* SHORT EXERCISE
Scale the stretch from the line containing "Detect any visible man's teeth." through the line containing "[127,207,289,408]", reproducing every line in that span, requests included, with each bounding-box coordinate in the answers multiplied by 1.65 and rounded to a whole number, halves rounding up. Return only those lines.

* MATERIAL PROVIDED
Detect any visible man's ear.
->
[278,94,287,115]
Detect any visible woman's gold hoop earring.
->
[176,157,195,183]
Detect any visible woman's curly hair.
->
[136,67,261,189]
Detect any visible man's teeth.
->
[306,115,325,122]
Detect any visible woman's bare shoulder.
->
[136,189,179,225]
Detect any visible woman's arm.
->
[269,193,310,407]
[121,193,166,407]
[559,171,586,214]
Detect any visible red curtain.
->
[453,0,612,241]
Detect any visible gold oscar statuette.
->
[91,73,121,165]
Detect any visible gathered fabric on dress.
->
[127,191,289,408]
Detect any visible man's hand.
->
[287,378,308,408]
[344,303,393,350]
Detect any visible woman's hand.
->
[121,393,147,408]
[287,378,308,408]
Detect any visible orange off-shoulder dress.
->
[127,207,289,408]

* * *

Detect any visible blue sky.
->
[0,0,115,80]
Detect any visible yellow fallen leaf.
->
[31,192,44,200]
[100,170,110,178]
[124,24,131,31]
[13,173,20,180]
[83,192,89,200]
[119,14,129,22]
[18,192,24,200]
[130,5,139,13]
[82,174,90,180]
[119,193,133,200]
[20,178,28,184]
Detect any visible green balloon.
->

* SOLUTION FOR THIS EXERCISE
Detect any visible man's teeth.
->
[505,190,536,201]
Detect any visible woman's bare shoulder.
->
[224,312,295,371]
Detect any visible woman's arm.
->
[444,318,512,672]
[200,318,274,672]
[922,282,967,353]
Detect any visible red curtain.
->
[747,0,1010,398]
Detect any visible gold oscar statuette.
->
[150,120,200,272]
Detect any visible gathered fabric on dress.
->
[210,315,477,673]
Detect any visible man's hand.
->
[474,624,508,673]
[568,500,648,578]
Detect any visible woman's hand.
->
[200,648,243,673]
[474,624,508,673]
Detect any visible orange off-shoulder dress.
->
[210,342,477,673]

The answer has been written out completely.